# What you need to do
Would you reproduce, word for word, only the lines from the one with "Target: stone paved courtyard" to the end of the listing below?

# Exercise data
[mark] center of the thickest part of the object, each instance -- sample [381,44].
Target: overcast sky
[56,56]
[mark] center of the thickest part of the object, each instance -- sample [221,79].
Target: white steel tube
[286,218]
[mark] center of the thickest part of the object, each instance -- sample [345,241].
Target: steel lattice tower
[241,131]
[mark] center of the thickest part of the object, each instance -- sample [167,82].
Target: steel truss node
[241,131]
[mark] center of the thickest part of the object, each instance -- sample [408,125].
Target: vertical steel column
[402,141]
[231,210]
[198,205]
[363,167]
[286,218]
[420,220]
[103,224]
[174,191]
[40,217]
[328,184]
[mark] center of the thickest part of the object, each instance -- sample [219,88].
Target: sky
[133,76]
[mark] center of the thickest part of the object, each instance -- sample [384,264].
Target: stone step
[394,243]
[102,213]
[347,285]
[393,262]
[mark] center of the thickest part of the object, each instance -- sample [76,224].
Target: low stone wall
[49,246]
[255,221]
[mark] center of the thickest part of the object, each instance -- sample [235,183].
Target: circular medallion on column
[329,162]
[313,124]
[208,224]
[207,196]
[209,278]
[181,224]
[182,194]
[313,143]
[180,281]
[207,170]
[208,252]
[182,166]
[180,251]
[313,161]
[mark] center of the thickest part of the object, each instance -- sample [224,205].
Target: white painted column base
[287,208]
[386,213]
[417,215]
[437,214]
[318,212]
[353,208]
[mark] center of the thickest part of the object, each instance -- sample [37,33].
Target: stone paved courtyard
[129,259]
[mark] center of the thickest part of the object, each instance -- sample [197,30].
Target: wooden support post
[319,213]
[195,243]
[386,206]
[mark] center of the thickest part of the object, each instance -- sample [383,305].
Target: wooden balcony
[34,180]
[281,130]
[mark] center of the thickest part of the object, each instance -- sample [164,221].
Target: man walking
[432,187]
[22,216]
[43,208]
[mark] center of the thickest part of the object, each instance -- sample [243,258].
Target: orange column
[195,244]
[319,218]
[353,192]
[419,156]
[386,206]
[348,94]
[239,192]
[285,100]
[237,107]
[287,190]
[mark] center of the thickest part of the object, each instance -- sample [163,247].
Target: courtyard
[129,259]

# Result of the task
Target: stone paved courtyard
[129,259]
[mark] center of the thickest part of the object, each instance -- sample [197,30].
Target: wooden support post
[319,213]
[195,243]
[386,206]
[mark] center of the thickest part of the object, each instance -- sample [383,305].
Target: wooden balcony
[34,180]
[281,130]
[mark] center of the thickest part of the object, each instance -- sample [164,221].
Target: man walking
[432,187]
[22,216]
[43,208]
[mark] center of the thickest part of the object, each instance -- sample [243,258].
Target: orange column
[195,244]
[319,218]
[353,192]
[419,156]
[386,206]
[348,94]
[239,192]
[285,100]
[237,107]
[287,190]
[mark] center of the thickest part of the object, each instance -- sample [163,247].
Target: courtyard
[129,259]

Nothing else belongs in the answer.